═════ Text shown ═════

The option of including weights can be used for any reason but it also enables the user to apply the strategy of IPF-lasso. In order to show this, we go back to optimization problem (2) with α = 1:
$$ \underset{\left(b,u\right)}{\min}\frac{1}{2n}{\left\Vert y- Xb- Zu\right\Vert}_2^2+\lambda \sum \limits_{j=1}^p{\omega}_j^F\left|{u}_j\right|. $$
For convenience, we assume the absence of any effects b and multiply the entire expression by 2n. Thus:
$$ \underset{u}{\min }{\left\Vert y- Zu\right\Vert}_2^2+2 n\lambda \sum \limits_{j=1}^p{\omega}_j^F\left|{u}_j\right|, $$
where a simplification can be obtained via \( {\lambda}_j=2 n\lambda {\omega}_j^F \):
$$ \underset{u}{\min }{\left\Vert y- Zu\right\Vert}_2^2+\sum \limits_{j=1}^p{\lambda}_j\left|{u}_j\right|. $$
As a last step we assume that the entries of u are obtained from M different sources, i.e., “modalities” – as called by the authors of [6]. Then, we let all λ’s which belong to the same modality m have the same value λ(m). Therefore, the last term in the above expression can be written as a sum over modalities:
$$ \sum \limits_{j=1}^p{\lambda}_j\left|{u}_j\right|=\sum \limits_{m=1}^M{\lambda}^{(m)}{\left\Vert {u}^{(m)}\right\Vert}_1. $$
And this immediately leads to the IPF-lasso. So in the seagull package, this particular lasso variant is implicitly included. The weights for features just need to be set accordingly, i.e., the same weight for features that belong to the same modality.
The penalty parameter λ > 0 reflects the strength of the penalization. Our package provides the opportunity to calculate a maximal value for λ (i.e., λmax) and to perform a grid search by gradually decreasing this value down to a minimal value (i.e., λmin). This minimum value is determined as a user-specified proportion ξ of λmax, i.e., λmin = ξλmax. The sequence of penalty parameters is then calculated on a logarithmic scale. To efficiently accelerate the corresponding grid search, we implemented warm starts. Thus, the solution of b and u for the current value of λ is used as starting point for the subsequent value of λ. Eventually, seagull provides a sequence of penalty parameters and calculates the corresponding path of solutions.

═════ Data ═════

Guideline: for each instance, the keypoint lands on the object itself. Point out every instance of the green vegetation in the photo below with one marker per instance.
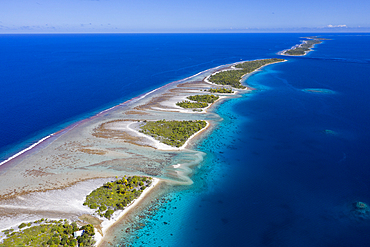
(220, 90)
(206, 98)
(201, 101)
(49, 233)
(305, 46)
(233, 77)
(173, 133)
(116, 195)
(189, 104)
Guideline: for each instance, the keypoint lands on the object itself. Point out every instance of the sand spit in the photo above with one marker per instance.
(103, 146)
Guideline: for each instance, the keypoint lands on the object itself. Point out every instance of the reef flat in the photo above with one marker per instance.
(304, 47)
(93, 151)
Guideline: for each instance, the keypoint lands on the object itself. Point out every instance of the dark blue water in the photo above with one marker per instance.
(49, 81)
(284, 167)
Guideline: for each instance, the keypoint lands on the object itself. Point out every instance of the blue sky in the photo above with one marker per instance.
(26, 16)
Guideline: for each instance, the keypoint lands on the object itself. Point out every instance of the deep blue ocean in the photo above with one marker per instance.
(284, 167)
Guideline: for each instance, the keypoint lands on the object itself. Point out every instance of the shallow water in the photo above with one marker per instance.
(284, 167)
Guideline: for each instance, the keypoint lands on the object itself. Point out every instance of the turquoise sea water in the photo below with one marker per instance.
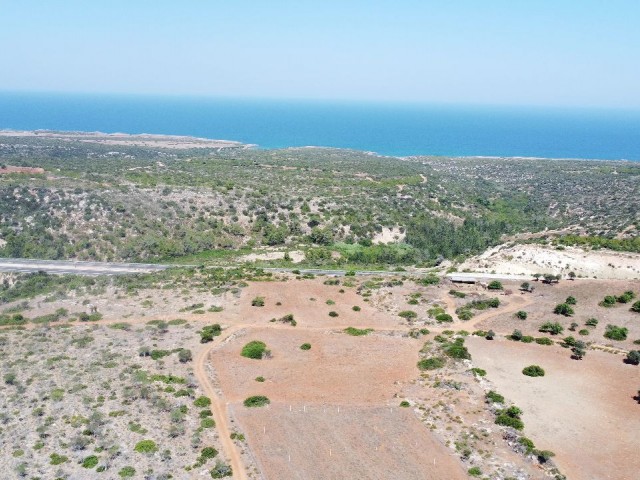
(388, 129)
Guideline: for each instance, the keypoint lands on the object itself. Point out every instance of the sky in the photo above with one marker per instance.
(497, 52)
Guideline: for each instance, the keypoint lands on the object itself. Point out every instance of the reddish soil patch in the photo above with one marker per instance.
(322, 443)
(584, 411)
(295, 296)
(10, 169)
(338, 369)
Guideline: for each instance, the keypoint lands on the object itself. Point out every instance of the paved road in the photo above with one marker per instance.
(63, 267)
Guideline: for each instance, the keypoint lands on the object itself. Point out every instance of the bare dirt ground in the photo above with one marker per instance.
(318, 442)
(583, 410)
(530, 259)
(539, 306)
(142, 140)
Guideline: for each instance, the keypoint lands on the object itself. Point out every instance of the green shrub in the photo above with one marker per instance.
(256, 401)
(257, 302)
(90, 461)
(127, 472)
(357, 332)
(207, 423)
(494, 397)
(146, 446)
(431, 363)
(202, 401)
(57, 459)
(563, 309)
(626, 297)
(554, 328)
(444, 318)
(474, 471)
(533, 371)
(254, 350)
(614, 332)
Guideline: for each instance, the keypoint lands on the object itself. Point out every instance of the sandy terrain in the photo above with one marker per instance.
(9, 169)
(530, 259)
(142, 140)
(575, 410)
(318, 443)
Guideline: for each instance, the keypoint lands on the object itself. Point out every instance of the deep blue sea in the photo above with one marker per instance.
(388, 129)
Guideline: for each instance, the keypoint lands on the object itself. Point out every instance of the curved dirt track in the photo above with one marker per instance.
(218, 409)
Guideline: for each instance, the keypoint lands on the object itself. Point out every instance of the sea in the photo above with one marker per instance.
(391, 129)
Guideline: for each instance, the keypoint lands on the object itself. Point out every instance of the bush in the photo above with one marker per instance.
(494, 397)
(207, 423)
(57, 459)
(474, 471)
(457, 350)
(256, 401)
(563, 309)
(516, 335)
(146, 446)
(554, 328)
(185, 355)
(202, 401)
(90, 462)
(257, 302)
(614, 332)
(254, 350)
(608, 301)
(210, 331)
(626, 297)
(432, 363)
(357, 332)
(127, 472)
(533, 371)
(592, 322)
(633, 357)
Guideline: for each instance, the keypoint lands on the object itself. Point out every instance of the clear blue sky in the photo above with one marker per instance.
(521, 52)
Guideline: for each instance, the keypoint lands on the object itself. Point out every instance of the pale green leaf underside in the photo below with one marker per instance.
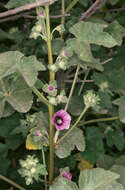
(96, 179)
(8, 62)
(29, 67)
(15, 3)
(64, 148)
(14, 61)
(121, 171)
(17, 94)
(122, 109)
(63, 184)
(112, 186)
(116, 30)
(92, 33)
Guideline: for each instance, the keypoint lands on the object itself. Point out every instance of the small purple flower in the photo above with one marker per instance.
(65, 53)
(50, 88)
(37, 133)
(61, 120)
(42, 14)
(67, 175)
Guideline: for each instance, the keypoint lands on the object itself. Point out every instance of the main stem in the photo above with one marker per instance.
(44, 163)
(51, 108)
(74, 125)
(72, 88)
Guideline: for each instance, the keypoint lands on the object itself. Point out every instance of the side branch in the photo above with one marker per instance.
(26, 7)
(91, 10)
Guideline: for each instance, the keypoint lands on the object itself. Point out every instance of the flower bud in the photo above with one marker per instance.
(90, 99)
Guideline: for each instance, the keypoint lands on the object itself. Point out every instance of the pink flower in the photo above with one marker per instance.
(61, 120)
(37, 133)
(67, 175)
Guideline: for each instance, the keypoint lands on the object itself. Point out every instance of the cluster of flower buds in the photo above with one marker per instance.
(91, 99)
(61, 62)
(31, 169)
(51, 90)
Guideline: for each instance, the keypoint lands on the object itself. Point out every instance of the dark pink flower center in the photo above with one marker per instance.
(41, 13)
(67, 175)
(65, 54)
(37, 133)
(58, 120)
(51, 88)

═════

**Work to complete**
- A) In the passage on the seagull package, what serves as the starting point for each subsequent value of λ during the grid search?
- B) Continue the passage on the seagull package from its final sentence, in the same formal register.
The material plays no part in what is asked here.

**Answers**
- A) The solution of b and u for the current value of λ.

- B)
The optimization problem is solved via proximal gradient descent (PGD; e.g., [8]). PGD is an extension of gradient descent for optimization problems which contain non-smooth parts, i.e., problems where the gradient is not available for the entire objective function. More details about this algorithm are presented in Additional file 4. As PGD is an iterative algorithm, a proper step size between consecutive iterations is crucial for convergence. This step size is determined with backtracking line search.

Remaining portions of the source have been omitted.